**Task prompt:**
Everything from the line containing "of the flat" through the last line of the material below is to be copied exactly, ends included.

**Supplied material:**

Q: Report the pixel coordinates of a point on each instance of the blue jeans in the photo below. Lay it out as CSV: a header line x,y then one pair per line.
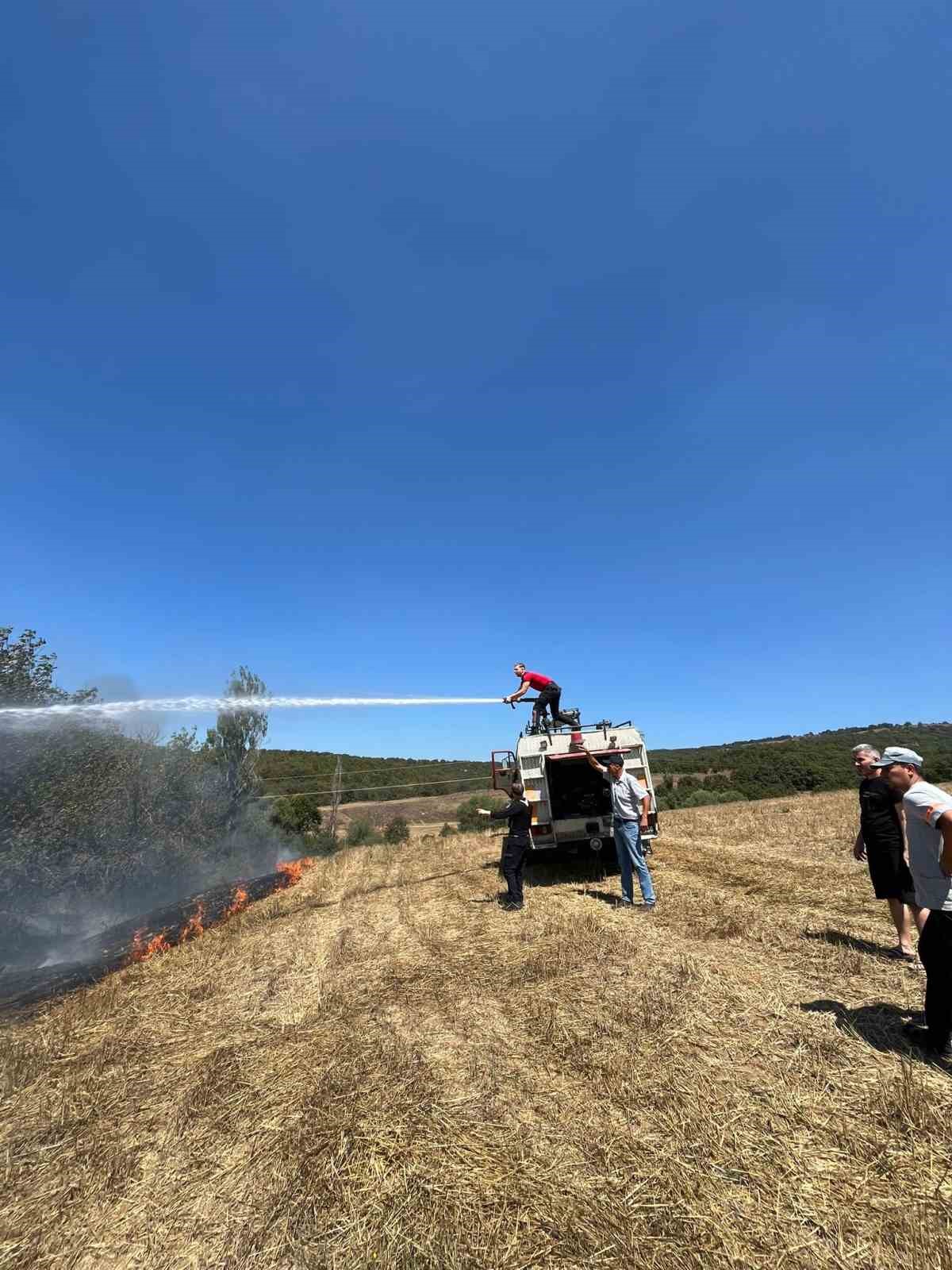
x,y
628,845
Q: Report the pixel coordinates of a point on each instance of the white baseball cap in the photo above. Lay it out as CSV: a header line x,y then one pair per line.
x,y
899,755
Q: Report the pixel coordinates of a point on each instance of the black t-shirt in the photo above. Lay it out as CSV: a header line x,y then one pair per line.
x,y
879,818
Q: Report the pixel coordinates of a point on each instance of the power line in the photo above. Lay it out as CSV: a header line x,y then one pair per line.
x,y
367,789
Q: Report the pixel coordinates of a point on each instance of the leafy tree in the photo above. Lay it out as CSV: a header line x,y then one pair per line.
x,y
27,675
397,829
236,737
298,814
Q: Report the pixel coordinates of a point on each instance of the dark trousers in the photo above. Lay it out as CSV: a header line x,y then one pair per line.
x,y
513,860
936,956
551,696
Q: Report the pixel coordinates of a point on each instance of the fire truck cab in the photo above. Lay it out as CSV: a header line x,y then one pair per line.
x,y
570,803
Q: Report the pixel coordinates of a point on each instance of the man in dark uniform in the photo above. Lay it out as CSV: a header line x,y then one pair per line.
x,y
516,842
880,844
549,696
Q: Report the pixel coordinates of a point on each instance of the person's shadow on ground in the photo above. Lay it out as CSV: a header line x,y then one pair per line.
x,y
879,1024
843,940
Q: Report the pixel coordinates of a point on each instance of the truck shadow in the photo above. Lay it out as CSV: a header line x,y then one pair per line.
x,y
562,870
844,940
879,1024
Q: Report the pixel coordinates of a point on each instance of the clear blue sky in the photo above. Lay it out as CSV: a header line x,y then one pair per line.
x,y
378,346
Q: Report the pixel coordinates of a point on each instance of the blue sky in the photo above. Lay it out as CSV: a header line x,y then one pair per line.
x,y
378,346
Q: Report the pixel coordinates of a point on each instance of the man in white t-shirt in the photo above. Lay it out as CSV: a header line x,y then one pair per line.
x,y
928,812
631,806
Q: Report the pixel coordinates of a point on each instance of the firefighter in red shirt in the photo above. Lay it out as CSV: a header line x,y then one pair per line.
x,y
549,695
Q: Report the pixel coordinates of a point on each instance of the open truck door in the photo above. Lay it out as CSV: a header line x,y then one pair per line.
x,y
503,768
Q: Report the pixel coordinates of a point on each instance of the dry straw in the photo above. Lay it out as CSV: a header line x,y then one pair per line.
x,y
381,1068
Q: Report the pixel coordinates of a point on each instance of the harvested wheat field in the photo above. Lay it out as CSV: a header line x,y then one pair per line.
x,y
381,1068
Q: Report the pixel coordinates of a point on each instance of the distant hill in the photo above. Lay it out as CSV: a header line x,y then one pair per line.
x,y
774,766
766,768
365,780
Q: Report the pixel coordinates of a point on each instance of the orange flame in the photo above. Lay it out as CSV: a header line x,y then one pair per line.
x,y
194,926
294,869
239,901
143,952
291,873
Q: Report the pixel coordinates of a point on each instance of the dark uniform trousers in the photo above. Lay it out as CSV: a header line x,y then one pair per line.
x,y
936,956
514,848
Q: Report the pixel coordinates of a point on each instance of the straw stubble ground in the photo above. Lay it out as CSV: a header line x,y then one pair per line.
x,y
381,1068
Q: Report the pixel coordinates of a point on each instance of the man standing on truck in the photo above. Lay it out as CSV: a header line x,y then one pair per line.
x,y
549,695
516,842
631,804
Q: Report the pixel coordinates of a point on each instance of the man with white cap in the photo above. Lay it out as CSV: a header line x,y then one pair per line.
x,y
880,844
928,812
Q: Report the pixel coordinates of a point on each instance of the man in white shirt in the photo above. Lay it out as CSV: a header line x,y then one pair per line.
x,y
631,804
928,812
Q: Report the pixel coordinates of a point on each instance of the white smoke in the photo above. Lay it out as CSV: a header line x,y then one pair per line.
x,y
190,705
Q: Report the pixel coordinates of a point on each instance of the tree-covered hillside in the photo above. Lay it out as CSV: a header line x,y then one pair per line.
x,y
366,780
774,766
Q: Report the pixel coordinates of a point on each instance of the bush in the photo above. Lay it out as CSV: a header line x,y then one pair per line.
x,y
298,814
361,833
469,818
397,829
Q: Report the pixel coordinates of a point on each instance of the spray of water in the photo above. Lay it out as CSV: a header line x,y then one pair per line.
x,y
197,705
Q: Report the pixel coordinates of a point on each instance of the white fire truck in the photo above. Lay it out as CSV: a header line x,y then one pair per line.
x,y
570,803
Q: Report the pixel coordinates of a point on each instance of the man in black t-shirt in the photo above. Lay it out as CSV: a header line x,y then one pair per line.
x,y
880,842
516,844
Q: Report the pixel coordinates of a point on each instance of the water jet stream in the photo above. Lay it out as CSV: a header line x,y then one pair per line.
x,y
196,705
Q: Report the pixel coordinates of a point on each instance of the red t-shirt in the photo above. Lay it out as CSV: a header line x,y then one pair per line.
x,y
536,681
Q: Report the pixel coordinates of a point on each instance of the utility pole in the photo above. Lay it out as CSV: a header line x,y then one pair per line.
x,y
336,799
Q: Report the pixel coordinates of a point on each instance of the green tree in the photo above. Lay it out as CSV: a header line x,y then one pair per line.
x,y
397,829
236,737
469,818
27,675
298,814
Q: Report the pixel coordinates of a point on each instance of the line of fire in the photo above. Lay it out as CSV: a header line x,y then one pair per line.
x,y
141,937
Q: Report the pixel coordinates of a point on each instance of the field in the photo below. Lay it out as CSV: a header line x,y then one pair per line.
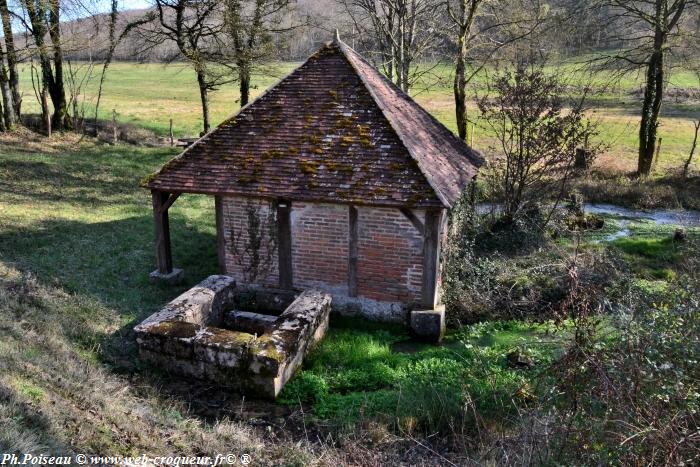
x,y
75,250
148,95
76,246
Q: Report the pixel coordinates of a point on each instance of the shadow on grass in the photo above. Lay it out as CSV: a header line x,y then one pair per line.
x,y
95,176
107,265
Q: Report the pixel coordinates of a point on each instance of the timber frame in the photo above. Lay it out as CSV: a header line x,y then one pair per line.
x,y
162,201
429,231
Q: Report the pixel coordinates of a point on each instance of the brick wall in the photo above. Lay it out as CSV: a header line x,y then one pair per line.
x,y
390,249
320,245
238,256
390,261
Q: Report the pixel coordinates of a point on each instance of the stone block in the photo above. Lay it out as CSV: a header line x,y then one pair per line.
x,y
247,321
428,325
184,336
172,278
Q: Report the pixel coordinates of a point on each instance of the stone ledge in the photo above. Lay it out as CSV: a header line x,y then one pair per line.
x,y
428,325
184,337
177,276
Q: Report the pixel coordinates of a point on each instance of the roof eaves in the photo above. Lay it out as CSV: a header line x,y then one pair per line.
x,y
443,199
148,180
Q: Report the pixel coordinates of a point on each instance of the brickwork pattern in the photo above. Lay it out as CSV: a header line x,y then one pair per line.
x,y
320,245
238,259
390,261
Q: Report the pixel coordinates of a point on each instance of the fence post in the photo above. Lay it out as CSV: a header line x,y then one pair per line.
x,y
114,126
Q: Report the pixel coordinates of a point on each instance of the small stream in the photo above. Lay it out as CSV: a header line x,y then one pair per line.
x,y
683,218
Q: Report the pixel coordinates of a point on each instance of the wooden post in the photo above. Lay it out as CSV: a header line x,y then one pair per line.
x,y
162,229
431,240
220,232
352,252
284,244
114,126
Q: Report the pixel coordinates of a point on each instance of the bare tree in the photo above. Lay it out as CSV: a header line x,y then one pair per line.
x,y
11,58
250,26
693,147
114,41
648,30
536,135
481,29
45,17
195,27
8,112
399,32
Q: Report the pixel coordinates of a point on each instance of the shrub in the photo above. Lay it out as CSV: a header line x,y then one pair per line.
x,y
633,399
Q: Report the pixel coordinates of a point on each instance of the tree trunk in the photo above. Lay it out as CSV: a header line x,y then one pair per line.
x,y
653,97
2,121
686,166
8,113
244,83
11,59
52,77
60,119
460,86
204,96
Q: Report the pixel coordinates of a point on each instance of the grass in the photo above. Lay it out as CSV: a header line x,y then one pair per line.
x,y
75,252
356,376
148,95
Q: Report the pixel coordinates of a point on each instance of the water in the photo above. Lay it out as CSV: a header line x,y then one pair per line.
x,y
682,218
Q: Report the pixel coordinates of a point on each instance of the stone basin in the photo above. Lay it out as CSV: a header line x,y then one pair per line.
x,y
250,339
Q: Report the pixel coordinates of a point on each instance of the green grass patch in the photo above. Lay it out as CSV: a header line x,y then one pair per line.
x,y
356,374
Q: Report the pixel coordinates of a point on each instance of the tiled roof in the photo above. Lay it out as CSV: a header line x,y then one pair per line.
x,y
334,130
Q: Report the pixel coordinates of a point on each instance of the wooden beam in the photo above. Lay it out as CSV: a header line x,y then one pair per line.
x,y
284,244
171,199
220,233
414,220
352,252
431,241
162,231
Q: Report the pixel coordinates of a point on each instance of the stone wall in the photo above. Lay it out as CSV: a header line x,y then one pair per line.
x,y
390,255
187,337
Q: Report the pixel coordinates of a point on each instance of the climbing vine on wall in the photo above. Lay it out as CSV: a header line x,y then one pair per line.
x,y
254,247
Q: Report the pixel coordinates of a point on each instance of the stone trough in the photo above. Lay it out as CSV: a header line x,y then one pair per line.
x,y
250,339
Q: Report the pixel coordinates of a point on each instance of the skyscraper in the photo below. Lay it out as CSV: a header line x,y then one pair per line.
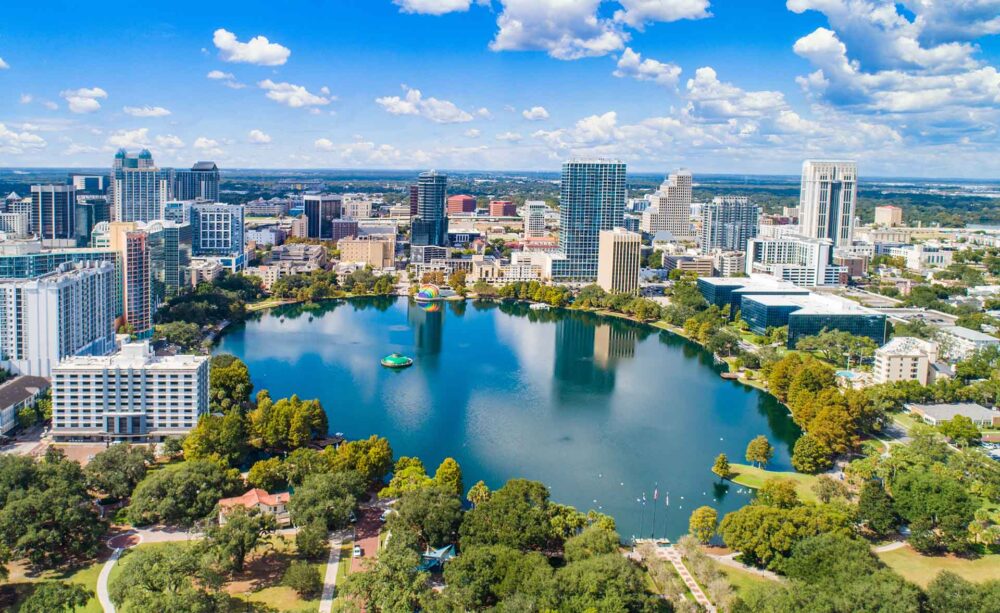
x,y
670,208
53,211
320,211
591,199
138,188
430,226
828,199
199,183
727,223
534,219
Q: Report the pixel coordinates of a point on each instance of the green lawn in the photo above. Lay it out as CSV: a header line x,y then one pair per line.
x,y
753,477
922,569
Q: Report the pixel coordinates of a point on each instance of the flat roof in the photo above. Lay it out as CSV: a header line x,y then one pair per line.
x,y
976,412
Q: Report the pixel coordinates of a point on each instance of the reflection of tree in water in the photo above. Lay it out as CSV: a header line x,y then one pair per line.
x,y
428,327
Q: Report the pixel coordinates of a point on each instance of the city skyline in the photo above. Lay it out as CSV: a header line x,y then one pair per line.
x,y
908,89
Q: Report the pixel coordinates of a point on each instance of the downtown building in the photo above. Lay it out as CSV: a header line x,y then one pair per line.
x,y
591,199
67,312
828,199
430,225
670,207
728,223
132,396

**Finished exercise:**
Q: Report the pixel coordinates of a point on each instance of the flat roof in the photo above. Lay it out as CSV: a header line x,y then one pair per line.
x,y
976,412
Q: Report the pixel coordinates of a point on each instance of the reflection of tree in water in the photo above. Lay it out as CSV: a header line x,y then one pair per line.
x,y
428,327
Q: Report the pixel coordinates of a point on each instance of the city skyline in the photo above. Lay it out as CSV: a header line x,y then one pair per line.
x,y
908,89
Q: Report the pixel coordinates of a point on each instance of the downtown building in the photo above. Lay it out as CSV: a header line x,y then one pair per line.
x,y
591,199
67,312
828,199
430,225
670,207
728,223
132,396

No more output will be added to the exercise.